Merge pull request #113 from cokelaer/main

implement --exclude-pattern option
sequana · Oct 31, 2024 · 4c9eb26 · 4c9eb26
2 parents bda77e2 + b38b14b
commit 4c9eb26
Show file tree

Hide file tree

Showing 6 changed files with 52 additions and 9 deletions.
diff --git a/README.rst b/README.rst
@@ -313,6 +313,8 @@ Changelog
 ========= ======================================================================
 Version   Description
 ========= ======================================================================
+1.1.0     * add exclude_pattern in input data section
+1.0.6     * add py3.12, slight updates wrt slurm
 1.0.5     * introspect slurm files to extract stats
 1.0.4     * add utility function to download and untar a tar.gz file
 1.0.3     * add levenshtein function. some typo corrections.

diff --git a/pyproject.toml b/pyproject.toml
@@ -6,7 +6,7 @@ build-backend = "poetry.core.masonry.api"
 #maintainer ?#maintainer email
 [tool.poetry]
 name = "sequana_pipetools"
-version = "1.0.6"
+version = "1.1.0"
 description = "A set of tools to help building or using Sequana pipelines"
 authors = ["Sequana Team"]
 license = "BSD-3"

diff --git a/sequana_pipetools/options.py b/sequana_pipetools/options.py
@@ -215,7 +215,9 @@ def deps_callback(ctx, param, value):
             data = fin.read()
         data = data.split()
         data = "\n".join(sorted(data))
-        click.echo(f"Those software will be required for the pipeline to work correctly:\n\n{data}\n")
+        click.echo(
+            f"sequana_{ctx.NAME} will need one or more of these software to work correctly. We recommend you to use --apptainer option so that you do not need to install them manually:\n\n{data}\n"
+        )
         ctx.exit(0)
 
 
@@ -302,11 +304,17 @@ def __init__(self, working_directory="analysis", caller=None):
 
 class ClickInputOptions:
     group_name = "Data"
-    metadata = {"name": group_name, "options": ["--input-directory", "--input-pattern", "--input-readtag"]}
+    metadata = {
+        "name": group_name,
+        "options": ["--input-directory", "--input-pattern", "--input-readtag", "--exclude-pattern"],
+    }
 
-    def __init__(self, input_directory=".", input_pattern="*fastq.gz", add_input_readtag=True, caller=None):
+    def __init__(
+        self, input_directory=".", input_pattern="*fastq.gz", add_input_readtag=True, caller=None, exclude_pattern=None
+    ):
         self.input_directory = input_directory
         self.input_pattern = input_pattern
+        self.exclude_pattern = exclude_pattern
         self.add_input_readtag = add_input_readtag
 
         self.options = [
@@ -327,6 +335,14 @@ def __init__(self, input_directory=".", input_pattern="*fastq.gz", add_input_rea
                 show_default=True,
                 help=f"pattern for the input files ({input_pattern})",
             ),
+            click.option(
+                "--exclude-pattern",
+                "exclude_pattern",
+                default=self.exclude_pattern,
+                type=click.STRING,
+                show_default=True,
+                help=f"pattern for excluding input files ({exclude_pattern})",
+            ),
         ]
 
         if self.add_input_readtag:

diff --git a/sequana_pipetools/sequana_manager.py b/sequana_pipetools/sequana_manager.py
@@ -178,8 +178,11 @@ def fill_data_options(self):
                 cfg.input_directory = os.path.abspath(options["input_directory"])

__DATA LISTING__:
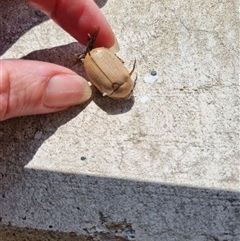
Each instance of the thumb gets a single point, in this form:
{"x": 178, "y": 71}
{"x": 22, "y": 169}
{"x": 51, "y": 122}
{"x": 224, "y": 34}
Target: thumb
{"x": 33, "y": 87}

* * *

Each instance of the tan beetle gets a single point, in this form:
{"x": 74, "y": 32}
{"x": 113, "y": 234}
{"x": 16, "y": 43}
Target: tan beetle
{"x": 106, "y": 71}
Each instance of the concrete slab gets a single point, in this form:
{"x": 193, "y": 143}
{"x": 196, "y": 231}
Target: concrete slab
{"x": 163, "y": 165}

__WHAT IS ASKED__:
[A] In the commit diff, what version number is set in pyproject.toml?
[B] Please gather every line of the listing that contains the word "instance".

__SOLUTIONS BY TASK__:
[A] 1.1.0

[B]
Each instance of the thumb gets a single point, in this form:
Each instance of the tan beetle gets a single point, in this form:
Each instance of the concrete slab gets a single point, in this form:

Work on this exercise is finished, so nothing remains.